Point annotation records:
# # # # #

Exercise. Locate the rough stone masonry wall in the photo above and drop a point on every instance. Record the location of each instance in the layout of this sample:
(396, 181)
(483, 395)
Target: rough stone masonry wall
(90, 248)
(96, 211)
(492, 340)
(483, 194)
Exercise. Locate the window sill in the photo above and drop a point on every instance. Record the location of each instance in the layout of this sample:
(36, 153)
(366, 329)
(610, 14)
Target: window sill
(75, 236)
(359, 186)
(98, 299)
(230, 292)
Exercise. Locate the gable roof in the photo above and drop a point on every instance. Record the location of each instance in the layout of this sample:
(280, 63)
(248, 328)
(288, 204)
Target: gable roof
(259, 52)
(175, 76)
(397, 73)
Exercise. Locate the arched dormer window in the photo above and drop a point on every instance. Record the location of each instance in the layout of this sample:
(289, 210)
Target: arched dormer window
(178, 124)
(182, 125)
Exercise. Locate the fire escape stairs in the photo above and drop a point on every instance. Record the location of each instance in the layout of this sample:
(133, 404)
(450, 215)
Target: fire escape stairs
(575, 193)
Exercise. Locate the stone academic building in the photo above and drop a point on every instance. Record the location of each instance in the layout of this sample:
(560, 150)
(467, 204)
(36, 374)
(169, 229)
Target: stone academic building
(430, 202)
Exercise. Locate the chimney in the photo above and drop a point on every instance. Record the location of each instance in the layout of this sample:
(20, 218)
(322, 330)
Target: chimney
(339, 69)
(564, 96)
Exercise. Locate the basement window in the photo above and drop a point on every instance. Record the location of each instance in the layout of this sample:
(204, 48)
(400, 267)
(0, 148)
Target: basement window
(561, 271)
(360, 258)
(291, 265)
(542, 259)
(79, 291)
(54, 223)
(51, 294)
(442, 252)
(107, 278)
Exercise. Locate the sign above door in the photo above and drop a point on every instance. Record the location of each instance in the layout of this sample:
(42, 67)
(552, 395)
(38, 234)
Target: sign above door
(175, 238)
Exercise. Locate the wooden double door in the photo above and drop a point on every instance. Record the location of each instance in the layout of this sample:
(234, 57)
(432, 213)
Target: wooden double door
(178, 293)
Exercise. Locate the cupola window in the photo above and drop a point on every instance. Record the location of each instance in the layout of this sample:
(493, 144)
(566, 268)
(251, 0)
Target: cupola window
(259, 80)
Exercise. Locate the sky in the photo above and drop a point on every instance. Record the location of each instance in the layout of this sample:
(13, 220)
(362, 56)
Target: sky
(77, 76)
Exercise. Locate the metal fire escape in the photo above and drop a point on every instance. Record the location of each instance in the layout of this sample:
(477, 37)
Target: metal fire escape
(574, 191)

# # # # #

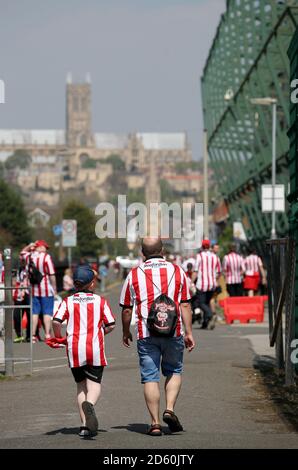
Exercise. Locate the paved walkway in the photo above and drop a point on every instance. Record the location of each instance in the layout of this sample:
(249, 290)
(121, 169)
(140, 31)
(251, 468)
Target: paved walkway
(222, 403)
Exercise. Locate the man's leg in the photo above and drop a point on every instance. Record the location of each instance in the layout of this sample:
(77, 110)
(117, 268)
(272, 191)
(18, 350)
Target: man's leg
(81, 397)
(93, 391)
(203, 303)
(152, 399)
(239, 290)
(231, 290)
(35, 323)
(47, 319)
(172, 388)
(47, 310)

# # # # #

- Short task:
Count the lines above that contain the word "walkway", matching case exactly, and give only the number.

- Solution for this task:
2